(Dataset rows showing where objects appear)
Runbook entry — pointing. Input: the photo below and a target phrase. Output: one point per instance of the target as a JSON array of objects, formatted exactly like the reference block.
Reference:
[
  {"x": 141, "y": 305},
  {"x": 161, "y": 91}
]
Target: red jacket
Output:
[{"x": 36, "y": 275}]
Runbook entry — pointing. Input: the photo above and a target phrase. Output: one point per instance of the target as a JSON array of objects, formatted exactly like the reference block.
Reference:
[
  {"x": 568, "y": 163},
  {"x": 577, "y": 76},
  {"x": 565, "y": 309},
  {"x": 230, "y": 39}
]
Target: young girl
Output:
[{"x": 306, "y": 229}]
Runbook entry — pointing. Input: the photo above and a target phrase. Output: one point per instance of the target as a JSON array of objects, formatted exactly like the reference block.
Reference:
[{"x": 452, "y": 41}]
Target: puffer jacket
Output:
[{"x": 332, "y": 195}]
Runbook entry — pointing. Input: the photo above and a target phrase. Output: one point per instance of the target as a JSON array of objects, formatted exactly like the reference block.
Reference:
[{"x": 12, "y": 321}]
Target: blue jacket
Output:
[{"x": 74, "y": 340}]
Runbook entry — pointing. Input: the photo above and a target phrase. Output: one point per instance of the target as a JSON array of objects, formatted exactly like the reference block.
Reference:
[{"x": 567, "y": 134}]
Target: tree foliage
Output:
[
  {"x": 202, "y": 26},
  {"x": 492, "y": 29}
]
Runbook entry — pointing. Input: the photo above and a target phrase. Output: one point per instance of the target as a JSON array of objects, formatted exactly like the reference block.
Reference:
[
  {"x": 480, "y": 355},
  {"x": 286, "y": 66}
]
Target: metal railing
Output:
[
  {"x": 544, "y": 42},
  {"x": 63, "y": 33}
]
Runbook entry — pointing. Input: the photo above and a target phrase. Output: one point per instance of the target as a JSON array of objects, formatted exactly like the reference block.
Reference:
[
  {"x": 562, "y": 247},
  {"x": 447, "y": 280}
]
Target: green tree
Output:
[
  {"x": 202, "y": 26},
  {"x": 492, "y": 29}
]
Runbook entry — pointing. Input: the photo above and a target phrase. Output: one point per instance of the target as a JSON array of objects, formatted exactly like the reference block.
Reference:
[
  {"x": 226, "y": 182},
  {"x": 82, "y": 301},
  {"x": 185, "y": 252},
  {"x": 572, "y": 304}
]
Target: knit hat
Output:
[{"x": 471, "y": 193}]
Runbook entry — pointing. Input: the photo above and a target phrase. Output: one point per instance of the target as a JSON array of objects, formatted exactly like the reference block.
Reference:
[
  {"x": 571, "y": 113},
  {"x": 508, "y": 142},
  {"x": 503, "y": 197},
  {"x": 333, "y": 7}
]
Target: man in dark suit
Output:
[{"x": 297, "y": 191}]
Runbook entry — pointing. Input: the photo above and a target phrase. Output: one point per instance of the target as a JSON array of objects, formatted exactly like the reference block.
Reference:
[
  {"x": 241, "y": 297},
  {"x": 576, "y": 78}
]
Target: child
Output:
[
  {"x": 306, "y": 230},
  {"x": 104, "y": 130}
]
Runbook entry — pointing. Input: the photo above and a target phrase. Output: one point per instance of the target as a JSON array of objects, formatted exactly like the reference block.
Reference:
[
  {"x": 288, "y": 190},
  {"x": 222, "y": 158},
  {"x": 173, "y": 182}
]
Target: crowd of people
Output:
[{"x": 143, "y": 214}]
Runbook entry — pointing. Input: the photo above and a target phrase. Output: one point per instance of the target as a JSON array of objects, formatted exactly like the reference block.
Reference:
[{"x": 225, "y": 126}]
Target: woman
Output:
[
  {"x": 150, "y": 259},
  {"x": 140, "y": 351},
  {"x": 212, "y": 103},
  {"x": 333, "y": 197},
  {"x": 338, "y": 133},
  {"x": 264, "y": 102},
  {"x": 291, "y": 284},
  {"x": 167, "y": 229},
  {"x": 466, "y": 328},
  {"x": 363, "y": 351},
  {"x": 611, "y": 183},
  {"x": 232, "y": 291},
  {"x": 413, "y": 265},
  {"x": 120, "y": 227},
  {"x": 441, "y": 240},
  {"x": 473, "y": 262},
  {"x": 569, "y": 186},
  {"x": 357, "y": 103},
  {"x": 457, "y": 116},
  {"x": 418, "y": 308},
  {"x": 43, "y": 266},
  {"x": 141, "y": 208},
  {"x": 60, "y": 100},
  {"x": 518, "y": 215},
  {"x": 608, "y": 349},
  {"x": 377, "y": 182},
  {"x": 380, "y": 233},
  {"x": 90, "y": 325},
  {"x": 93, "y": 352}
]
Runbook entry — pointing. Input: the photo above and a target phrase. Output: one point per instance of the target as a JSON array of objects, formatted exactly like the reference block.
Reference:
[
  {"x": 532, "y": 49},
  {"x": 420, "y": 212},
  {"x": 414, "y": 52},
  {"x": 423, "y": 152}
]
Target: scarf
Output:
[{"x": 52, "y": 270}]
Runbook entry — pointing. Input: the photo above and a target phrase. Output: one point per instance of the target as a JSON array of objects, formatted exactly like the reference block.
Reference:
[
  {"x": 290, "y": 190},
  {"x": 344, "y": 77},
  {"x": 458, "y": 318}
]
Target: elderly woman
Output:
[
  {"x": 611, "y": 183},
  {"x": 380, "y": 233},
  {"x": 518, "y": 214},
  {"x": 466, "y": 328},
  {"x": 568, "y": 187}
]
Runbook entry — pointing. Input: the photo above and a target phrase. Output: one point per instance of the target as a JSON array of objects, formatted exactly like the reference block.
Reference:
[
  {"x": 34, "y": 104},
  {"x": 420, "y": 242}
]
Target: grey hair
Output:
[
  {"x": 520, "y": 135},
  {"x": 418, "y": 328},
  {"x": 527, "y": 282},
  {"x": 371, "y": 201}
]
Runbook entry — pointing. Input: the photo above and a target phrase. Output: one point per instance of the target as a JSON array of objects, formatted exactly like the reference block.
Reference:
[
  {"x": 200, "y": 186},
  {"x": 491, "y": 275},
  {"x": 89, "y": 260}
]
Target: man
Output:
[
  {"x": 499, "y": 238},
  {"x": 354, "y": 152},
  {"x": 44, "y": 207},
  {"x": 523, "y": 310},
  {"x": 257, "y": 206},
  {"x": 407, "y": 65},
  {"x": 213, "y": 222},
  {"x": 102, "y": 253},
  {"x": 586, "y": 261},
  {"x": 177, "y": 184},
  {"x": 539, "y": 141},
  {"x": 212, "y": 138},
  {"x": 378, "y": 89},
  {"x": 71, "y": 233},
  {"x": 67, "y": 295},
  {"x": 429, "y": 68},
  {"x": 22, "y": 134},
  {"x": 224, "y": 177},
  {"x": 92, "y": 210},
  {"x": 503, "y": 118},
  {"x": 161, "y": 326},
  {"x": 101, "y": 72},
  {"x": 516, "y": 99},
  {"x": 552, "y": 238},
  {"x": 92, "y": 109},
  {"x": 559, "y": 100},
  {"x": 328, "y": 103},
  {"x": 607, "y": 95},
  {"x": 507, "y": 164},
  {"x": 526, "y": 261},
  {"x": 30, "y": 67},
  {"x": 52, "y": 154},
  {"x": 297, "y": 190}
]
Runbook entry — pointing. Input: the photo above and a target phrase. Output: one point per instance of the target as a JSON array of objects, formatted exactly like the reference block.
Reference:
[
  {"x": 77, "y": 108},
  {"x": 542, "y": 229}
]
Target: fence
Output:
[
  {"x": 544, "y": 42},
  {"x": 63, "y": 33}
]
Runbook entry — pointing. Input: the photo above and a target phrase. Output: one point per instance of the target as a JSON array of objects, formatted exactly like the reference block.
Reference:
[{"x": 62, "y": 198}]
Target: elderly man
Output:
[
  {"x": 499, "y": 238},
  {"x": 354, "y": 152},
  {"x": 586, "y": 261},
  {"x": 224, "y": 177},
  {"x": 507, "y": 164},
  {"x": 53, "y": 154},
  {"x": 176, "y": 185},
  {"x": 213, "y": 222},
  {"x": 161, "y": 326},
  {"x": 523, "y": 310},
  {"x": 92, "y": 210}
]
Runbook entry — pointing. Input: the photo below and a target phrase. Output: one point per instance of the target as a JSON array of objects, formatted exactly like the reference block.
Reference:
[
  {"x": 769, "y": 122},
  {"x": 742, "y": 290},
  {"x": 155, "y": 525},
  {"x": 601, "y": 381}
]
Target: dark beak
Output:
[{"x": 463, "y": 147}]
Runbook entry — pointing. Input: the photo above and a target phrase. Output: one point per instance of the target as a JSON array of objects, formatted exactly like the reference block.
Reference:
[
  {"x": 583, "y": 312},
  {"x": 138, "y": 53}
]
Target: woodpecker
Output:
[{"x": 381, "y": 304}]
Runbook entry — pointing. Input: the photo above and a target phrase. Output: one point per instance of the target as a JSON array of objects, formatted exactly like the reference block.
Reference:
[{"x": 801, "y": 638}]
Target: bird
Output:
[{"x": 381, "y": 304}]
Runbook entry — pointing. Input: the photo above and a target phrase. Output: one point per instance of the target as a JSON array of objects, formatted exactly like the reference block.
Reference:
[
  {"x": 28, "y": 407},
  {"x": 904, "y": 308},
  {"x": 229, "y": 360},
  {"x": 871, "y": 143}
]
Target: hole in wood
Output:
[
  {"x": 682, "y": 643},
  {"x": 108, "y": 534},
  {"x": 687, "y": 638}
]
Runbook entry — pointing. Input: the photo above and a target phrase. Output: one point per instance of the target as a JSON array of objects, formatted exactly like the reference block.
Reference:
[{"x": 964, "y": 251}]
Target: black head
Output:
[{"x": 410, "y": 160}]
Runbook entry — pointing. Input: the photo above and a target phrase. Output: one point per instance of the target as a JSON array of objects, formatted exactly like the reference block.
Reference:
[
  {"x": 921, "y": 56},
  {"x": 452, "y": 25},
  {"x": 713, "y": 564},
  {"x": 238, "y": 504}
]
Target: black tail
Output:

Work to complete -> Show every line of the material above that contains the string "jacket".

Response to this exercise ->
Target: red jacket
Target: puffer jacket
Target: blue jacket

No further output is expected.